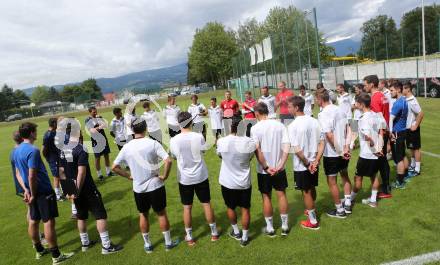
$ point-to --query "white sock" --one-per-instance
(245, 235)
(347, 200)
(353, 195)
(105, 239)
(213, 227)
(84, 238)
(413, 162)
(146, 238)
(312, 216)
(74, 211)
(235, 228)
(269, 223)
(167, 237)
(339, 208)
(373, 197)
(284, 221)
(418, 166)
(58, 192)
(188, 233)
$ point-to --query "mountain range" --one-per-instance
(151, 79)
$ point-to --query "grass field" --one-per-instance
(401, 227)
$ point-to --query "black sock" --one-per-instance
(400, 178)
(55, 252)
(38, 247)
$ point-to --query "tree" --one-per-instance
(210, 54)
(412, 32)
(40, 95)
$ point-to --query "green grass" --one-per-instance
(401, 227)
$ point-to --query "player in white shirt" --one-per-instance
(192, 174)
(305, 139)
(170, 113)
(269, 100)
(144, 157)
(414, 119)
(216, 118)
(236, 153)
(337, 137)
(371, 143)
(197, 111)
(153, 125)
(117, 128)
(357, 113)
(272, 152)
(344, 101)
(308, 99)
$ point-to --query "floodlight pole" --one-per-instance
(424, 47)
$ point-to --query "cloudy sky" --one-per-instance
(58, 41)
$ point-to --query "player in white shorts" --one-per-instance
(269, 100)
(308, 99)
(192, 175)
(215, 117)
(236, 153)
(371, 143)
(272, 142)
(337, 137)
(305, 139)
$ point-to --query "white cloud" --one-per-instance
(55, 42)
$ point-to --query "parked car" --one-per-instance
(14, 117)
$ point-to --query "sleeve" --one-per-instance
(34, 159)
(120, 158)
(160, 151)
(83, 158)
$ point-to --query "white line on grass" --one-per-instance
(430, 154)
(417, 260)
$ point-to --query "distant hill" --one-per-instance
(344, 47)
(154, 78)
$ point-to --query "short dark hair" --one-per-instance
(407, 85)
(372, 79)
(116, 110)
(236, 119)
(323, 94)
(185, 119)
(139, 125)
(53, 122)
(364, 99)
(397, 85)
(297, 101)
(26, 129)
(261, 108)
(16, 137)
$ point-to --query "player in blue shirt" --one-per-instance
(51, 153)
(38, 193)
(398, 117)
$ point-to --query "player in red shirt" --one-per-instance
(379, 104)
(248, 111)
(281, 103)
(230, 108)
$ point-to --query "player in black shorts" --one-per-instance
(74, 165)
(95, 125)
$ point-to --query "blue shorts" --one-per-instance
(53, 165)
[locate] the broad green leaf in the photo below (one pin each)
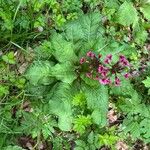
(97, 100)
(90, 24)
(73, 31)
(64, 72)
(13, 148)
(39, 73)
(44, 50)
(127, 14)
(126, 89)
(86, 28)
(146, 11)
(9, 58)
(147, 82)
(63, 50)
(60, 105)
(4, 90)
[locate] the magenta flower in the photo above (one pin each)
(103, 70)
(82, 60)
(90, 54)
(105, 81)
(108, 59)
(97, 69)
(109, 56)
(89, 75)
(117, 81)
(99, 55)
(127, 75)
(123, 61)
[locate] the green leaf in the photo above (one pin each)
(44, 51)
(64, 72)
(13, 148)
(81, 123)
(97, 100)
(146, 11)
(127, 14)
(147, 82)
(86, 28)
(4, 90)
(63, 50)
(90, 24)
(39, 73)
(60, 105)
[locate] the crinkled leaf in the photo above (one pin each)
(64, 72)
(90, 25)
(39, 73)
(97, 100)
(146, 11)
(147, 82)
(60, 105)
(63, 50)
(44, 50)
.....
Problem to solve: Give an exact copy of the listing above that leaves out every picture.

Answer box:
$ point-to --query "white sock" --one-per-instance
(245, 235)
(347, 200)
(353, 195)
(105, 239)
(213, 227)
(84, 238)
(413, 162)
(146, 238)
(312, 216)
(74, 211)
(235, 228)
(269, 223)
(167, 237)
(339, 208)
(373, 197)
(284, 221)
(418, 166)
(58, 192)
(188, 233)
$ point-to --query "mountain range" --one-per-instance
(151, 79)
$ point-to --query "grass field" --one-per-instance
(401, 227)
$ point-to --query "black sock" --one-per-instance
(400, 178)
(55, 252)
(38, 247)
$ point-to --query "tree" --one-per-instance
(210, 54)
(412, 32)
(40, 95)
$ point-to --query "green grass" --one-per-instance
(401, 227)
$ point-to --query "player in white shirt" --one-per-instance
(192, 174)
(305, 139)
(170, 113)
(269, 100)
(144, 157)
(414, 119)
(216, 118)
(236, 153)
(337, 137)
(371, 143)
(197, 111)
(153, 125)
(117, 128)
(357, 113)
(272, 152)
(344, 101)
(308, 99)
$ point-to --query "floodlight pole" --one-per-instance
(424, 47)
$ point-to --query "cloudy sky" --one-per-instance
(58, 41)
$ point-to --query "player in white shorts" --one-per-instance
(269, 100)
(308, 99)
(192, 175)
(215, 117)
(236, 153)
(371, 143)
(272, 142)
(337, 137)
(305, 139)
$ point-to --query "white cloud" --one-per-instance
(55, 42)
$ point-to --query "parked car" --one-per-instance
(14, 117)
$ point-to --query "sleeve" --one-per-instance
(34, 159)
(120, 158)
(160, 151)
(83, 158)
$ point-to --query "white line on grass" --one-per-instance
(430, 154)
(417, 260)
$ point-to --query "distant hill" --one-per-instance
(344, 47)
(154, 78)
$ point-to --query "short dark hair" --one-per-instance
(407, 85)
(372, 79)
(116, 110)
(236, 119)
(323, 94)
(185, 119)
(139, 125)
(53, 122)
(364, 99)
(397, 85)
(297, 101)
(26, 129)
(261, 108)
(16, 137)
$ point-to --query "player in blue shirt" --one-per-instance
(51, 153)
(38, 193)
(398, 117)
$ point-to --query "player in red shirt" --one-per-instance
(379, 104)
(248, 111)
(281, 103)
(230, 108)
$ point-to --query "player in black shorts" --one-per-instance
(74, 165)
(95, 125)
$ point-to --query "blue shorts" --one-per-instance
(53, 165)
[locate] the broad green leaf in the photo below (one pin each)
(97, 100)
(90, 24)
(73, 31)
(64, 72)
(13, 148)
(39, 73)
(44, 50)
(127, 14)
(126, 89)
(86, 28)
(146, 11)
(9, 58)
(147, 82)
(63, 50)
(60, 105)
(4, 90)
[locate] the magenta flower in the photo above (one pin each)
(103, 70)
(82, 60)
(90, 54)
(105, 81)
(108, 59)
(97, 69)
(109, 56)
(89, 75)
(117, 81)
(99, 55)
(127, 75)
(123, 61)
[locate] the green leaf in the photo above (one pin each)
(44, 51)
(64, 72)
(13, 148)
(81, 123)
(97, 100)
(146, 11)
(127, 14)
(147, 82)
(86, 28)
(4, 90)
(63, 50)
(90, 24)
(39, 73)
(60, 105)
[locate] the crinkled leaf in the photo above (one pin each)
(64, 72)
(90, 25)
(39, 73)
(97, 100)
(146, 11)
(147, 82)
(60, 105)
(63, 50)
(44, 50)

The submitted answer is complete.